Texte de référence:
▬▬▬
La nouvelle version des lignes directrices vs l’ancienne
La première version des lignes directrices du GRAPPA sur le RPso remonte à 2009; une version révisée a suivi en 2015. L’arsenal thérapeutique s’étant beaucoup enrichi depuis, des sous-comités du GRAPPA se sont employés à fouiller la littérature pour en extraire de nouvelles recommandations, leur version finale ayant reposé sur des données factuelles et sur le processus GRADE d’évaluation et de discussion de la solidité de ces données.
Résultat : plusieurs des antirhumatismaux de fond biologiques récents y sont fortement recommandés pour le traitement de première intention de plusieurs domaines d’expression du RPso. Or deux classes de médicaments seulement sont préconisées en première intention et comme solution de rechange ou de deuxième intention pour les six domaines à la fois : les iTNF et les iIL-17 (figure 1).
Si aucun des antirhumatismaux de fond biologiques récents hormis les iIL-17 n’a été jugé apte à traiter les six domaines d’expression du RPso, plusieurs d’entre eux sont préconisés dans le traitement de première intention de certains domaines. Par exemple, contrairement aux iIL-12/23, les iIL-23 sont recommandés contre l’arthrite périphérique ayant déjà été traitée par des antirhumatismaux de fond biologiques, mais aucune de ces deux classes n’est recommandée contre la spondylarthrite axiale.
Les iTNF et les iJAK (en plus des AINS et des analgésiques) sont fortement recommandés contre la spondylarthrite axiale, mais les données ne sont pas aussi probantes. Une seule étude de phase III portant expressément sur cette forme de RPso a fourni des données probantes de niveau 1 confirmant les effets positifs du sécukinumab, un iIL-17. Lors de cette étude contrôlée par placebo intitulée MAXIMISE, le risque relatif approché (RRO) calculé pour la réponse avec les doses de 150 mg ou de 300 mg était environ 4 fois plus élevé avec l’iIL-17 qu’avec le placebo (p < 0,0001 pour les deux doses).
▬▬▬
Extrait de données:
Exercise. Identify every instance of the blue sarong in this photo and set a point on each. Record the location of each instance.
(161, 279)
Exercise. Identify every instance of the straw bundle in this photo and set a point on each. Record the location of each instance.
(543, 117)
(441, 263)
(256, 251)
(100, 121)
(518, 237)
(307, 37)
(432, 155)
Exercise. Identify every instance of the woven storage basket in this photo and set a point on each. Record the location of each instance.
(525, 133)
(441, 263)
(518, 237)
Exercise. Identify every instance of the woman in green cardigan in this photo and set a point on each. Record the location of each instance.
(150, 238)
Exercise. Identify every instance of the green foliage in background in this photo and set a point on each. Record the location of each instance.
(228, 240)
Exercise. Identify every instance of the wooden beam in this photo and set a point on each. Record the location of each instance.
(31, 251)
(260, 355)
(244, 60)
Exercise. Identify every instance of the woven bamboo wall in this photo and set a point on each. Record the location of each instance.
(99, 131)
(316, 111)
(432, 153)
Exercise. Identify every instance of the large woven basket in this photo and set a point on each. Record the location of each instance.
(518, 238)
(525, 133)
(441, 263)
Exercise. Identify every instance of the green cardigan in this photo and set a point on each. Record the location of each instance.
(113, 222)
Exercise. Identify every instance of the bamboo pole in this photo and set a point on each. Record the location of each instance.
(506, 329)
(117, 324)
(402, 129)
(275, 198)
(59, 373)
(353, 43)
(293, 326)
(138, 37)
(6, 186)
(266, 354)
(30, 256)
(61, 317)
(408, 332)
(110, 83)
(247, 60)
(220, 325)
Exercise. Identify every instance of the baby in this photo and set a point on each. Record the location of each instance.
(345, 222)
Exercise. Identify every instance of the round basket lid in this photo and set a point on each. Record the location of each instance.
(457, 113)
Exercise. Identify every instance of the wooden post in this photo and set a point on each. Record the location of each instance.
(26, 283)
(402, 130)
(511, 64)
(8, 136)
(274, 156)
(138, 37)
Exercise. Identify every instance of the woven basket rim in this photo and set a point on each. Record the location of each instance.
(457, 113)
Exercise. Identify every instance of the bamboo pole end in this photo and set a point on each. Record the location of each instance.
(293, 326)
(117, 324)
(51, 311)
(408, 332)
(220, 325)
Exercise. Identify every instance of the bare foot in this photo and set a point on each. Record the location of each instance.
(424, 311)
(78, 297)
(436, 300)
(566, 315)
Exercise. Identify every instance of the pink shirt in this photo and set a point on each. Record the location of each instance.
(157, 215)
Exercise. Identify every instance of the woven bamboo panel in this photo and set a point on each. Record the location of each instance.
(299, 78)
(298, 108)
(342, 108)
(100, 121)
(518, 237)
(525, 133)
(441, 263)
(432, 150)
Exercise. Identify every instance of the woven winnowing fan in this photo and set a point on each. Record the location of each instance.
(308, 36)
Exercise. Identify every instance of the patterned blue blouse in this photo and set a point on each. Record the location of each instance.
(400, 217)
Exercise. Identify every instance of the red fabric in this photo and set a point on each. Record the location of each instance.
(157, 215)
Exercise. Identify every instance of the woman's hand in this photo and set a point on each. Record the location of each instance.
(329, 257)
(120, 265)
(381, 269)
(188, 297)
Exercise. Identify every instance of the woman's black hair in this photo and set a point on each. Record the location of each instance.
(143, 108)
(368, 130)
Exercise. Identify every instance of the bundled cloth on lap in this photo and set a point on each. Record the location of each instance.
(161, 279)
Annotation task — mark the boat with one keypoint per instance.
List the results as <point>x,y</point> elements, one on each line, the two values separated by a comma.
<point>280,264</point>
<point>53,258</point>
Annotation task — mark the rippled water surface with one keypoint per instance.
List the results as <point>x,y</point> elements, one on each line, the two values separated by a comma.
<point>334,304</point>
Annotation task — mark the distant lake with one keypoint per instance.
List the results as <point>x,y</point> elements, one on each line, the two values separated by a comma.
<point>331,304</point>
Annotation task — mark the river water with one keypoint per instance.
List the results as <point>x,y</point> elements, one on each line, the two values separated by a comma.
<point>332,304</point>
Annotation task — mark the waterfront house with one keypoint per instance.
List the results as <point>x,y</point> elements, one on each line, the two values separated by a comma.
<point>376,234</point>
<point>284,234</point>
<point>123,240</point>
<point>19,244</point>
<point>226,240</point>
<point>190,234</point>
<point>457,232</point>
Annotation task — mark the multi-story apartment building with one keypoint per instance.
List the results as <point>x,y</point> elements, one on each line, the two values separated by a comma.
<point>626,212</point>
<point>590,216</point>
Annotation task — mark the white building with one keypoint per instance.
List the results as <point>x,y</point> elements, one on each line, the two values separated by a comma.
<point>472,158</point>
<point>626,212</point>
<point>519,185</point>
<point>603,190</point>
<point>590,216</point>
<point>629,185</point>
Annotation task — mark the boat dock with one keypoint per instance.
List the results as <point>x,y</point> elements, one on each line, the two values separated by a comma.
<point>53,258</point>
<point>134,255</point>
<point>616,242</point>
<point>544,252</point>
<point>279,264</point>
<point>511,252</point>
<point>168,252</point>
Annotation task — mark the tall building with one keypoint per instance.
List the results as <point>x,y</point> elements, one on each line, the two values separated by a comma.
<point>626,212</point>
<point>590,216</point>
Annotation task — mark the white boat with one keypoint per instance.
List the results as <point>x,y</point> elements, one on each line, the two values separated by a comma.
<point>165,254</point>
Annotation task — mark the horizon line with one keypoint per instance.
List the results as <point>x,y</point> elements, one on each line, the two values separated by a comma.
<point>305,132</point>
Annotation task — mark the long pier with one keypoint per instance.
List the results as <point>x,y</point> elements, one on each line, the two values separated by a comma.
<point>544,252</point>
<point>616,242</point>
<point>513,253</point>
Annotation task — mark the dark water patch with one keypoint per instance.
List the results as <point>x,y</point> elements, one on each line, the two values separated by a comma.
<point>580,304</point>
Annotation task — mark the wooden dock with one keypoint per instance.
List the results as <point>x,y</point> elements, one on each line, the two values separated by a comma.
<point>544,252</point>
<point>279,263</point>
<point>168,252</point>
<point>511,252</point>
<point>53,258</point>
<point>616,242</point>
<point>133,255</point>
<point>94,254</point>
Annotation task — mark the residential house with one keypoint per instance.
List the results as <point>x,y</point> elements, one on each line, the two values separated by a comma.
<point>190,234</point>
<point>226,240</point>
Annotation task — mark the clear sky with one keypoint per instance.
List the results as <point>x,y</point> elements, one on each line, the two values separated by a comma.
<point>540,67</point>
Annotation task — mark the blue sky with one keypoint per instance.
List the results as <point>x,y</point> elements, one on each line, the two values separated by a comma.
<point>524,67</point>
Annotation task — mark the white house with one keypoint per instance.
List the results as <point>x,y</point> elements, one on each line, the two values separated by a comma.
▬▬▬
Consignes de l'exercice:
1. Reproduisez le passage du texte sur les lignes directrices du GRAPPA situé entre « La nouvelle version » et « iIL-17 (figure 1). », ces deux bornes comprises.
2. D'après le texte sur les lignes directrices du GRAPPA, comment s'intitule l'étude contrôlée par placebo qui a porté sur le sécukinumab ?
Le matériel placé après le texte est indépendant de celui-ci.

Réponses par consigne:
1.
La nouvelle version des lignes directrices vs l’ancienne
La première version des lignes directrices du GRAPPA sur le RPso remonte à 2009; une version révisée a suivi en 2015. L’arsenal thérapeutique s’étant beaucoup enrichi depuis, des sous-comités du GRAPPA se sont employés à fouiller la littérature pour en extraire de nouvelles recommandations, leur version finale ayant reposé sur des données factuelles et sur le processus GRADE d’évaluation et de discussion de la solidité de ces données.
Résultat : plusieurs des antirhumatismaux de fond biologiques récents y sont fortement recommandés pour le traitement de première intention de plusieurs domaines d’expression du RPso. Or deux classes de médicaments seulement sont préconisées en première intention et comme solution de rechange ou de deuxième intention pour les six domaines à la fois : les iTNF et les iIL-17 (figure 1).

2. MAXIMISE.